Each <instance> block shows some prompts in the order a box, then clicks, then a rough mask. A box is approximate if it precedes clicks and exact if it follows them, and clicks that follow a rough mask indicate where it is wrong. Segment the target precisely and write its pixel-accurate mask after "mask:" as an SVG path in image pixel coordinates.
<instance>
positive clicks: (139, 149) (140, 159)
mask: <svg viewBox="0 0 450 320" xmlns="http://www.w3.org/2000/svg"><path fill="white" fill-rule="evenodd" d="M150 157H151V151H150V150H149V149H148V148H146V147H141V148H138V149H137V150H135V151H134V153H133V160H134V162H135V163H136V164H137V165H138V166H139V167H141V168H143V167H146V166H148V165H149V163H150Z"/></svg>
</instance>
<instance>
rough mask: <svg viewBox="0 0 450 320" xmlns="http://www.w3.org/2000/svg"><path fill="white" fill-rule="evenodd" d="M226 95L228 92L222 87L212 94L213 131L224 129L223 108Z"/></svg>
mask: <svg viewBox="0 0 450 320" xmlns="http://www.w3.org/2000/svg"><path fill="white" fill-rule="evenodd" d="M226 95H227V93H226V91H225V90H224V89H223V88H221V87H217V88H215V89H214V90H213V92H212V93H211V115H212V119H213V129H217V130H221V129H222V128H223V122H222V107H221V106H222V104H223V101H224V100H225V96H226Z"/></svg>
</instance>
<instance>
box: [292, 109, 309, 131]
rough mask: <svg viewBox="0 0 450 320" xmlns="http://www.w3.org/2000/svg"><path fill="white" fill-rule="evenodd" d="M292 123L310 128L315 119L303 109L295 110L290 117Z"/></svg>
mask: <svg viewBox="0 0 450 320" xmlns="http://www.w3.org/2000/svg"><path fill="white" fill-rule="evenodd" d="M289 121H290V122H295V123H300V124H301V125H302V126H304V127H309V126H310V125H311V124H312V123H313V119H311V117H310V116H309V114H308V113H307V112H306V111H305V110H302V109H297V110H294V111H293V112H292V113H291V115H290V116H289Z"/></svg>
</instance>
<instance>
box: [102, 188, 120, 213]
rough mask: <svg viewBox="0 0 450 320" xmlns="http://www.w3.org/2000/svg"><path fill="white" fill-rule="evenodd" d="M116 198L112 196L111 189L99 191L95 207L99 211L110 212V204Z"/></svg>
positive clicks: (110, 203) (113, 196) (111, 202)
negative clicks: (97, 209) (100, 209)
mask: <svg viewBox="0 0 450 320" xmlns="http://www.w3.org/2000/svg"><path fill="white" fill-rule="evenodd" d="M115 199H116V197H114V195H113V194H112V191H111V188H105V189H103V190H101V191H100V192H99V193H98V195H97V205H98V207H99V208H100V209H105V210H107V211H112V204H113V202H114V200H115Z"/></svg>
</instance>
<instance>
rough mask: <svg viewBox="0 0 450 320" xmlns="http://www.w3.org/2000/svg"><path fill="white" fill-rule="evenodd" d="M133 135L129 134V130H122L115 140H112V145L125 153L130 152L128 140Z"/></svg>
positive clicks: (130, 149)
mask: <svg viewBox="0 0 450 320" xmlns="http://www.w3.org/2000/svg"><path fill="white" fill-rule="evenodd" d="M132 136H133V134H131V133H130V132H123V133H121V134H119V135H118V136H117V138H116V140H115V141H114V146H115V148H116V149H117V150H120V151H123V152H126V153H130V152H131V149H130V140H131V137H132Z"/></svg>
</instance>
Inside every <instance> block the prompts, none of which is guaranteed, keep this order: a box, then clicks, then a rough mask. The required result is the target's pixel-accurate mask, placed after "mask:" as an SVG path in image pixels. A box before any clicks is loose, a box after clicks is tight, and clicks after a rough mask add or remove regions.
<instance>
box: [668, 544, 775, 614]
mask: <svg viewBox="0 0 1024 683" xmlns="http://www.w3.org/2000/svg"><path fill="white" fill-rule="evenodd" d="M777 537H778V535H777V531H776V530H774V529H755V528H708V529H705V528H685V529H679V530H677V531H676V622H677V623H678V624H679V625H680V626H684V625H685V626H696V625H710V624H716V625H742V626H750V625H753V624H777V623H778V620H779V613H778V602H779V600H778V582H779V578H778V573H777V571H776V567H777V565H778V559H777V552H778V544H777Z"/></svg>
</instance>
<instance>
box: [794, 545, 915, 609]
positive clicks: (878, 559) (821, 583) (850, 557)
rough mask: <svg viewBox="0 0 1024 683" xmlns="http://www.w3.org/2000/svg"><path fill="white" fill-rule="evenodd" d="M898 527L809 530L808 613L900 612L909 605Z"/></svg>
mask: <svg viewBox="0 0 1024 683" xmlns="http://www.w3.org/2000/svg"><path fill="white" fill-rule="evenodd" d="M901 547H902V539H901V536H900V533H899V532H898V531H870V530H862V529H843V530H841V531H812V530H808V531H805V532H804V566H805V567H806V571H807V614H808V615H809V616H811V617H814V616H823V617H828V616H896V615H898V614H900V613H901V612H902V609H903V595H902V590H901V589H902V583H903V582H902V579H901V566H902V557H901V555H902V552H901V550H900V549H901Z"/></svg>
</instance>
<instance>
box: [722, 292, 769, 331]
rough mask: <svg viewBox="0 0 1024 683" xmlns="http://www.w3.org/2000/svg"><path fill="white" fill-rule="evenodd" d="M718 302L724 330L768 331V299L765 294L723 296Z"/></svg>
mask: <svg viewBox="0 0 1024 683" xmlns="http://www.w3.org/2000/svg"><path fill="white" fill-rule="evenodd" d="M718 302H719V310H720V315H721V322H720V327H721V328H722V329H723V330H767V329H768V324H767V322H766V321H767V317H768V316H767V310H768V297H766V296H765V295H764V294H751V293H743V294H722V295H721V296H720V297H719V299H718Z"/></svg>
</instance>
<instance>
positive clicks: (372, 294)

EXERCISE INSTRUCTIONS =
Lay out the listing as a Markdown table with the columns Row and Line, beginning at its first line and stopping after the line that contains "positive clicks: (139, 149) (140, 159)". Leave out any blank lines.

YOUR RESPONSE =
| Row | Line |
|---|---|
| 1 | Each <instance> block shows some prompts in the order a box, then clicks, then a rough mask. A box is approximate if it precedes clicks and exact if it follows them, and clicks that follow a rough mask indicate where it is wrong. Segment the target precisely and write its pixel-accurate mask after "mask:" as an SVG path in image pixel coordinates. |
| 2 | <instance> |
| 3 | positive clicks: (139, 149) (140, 159) |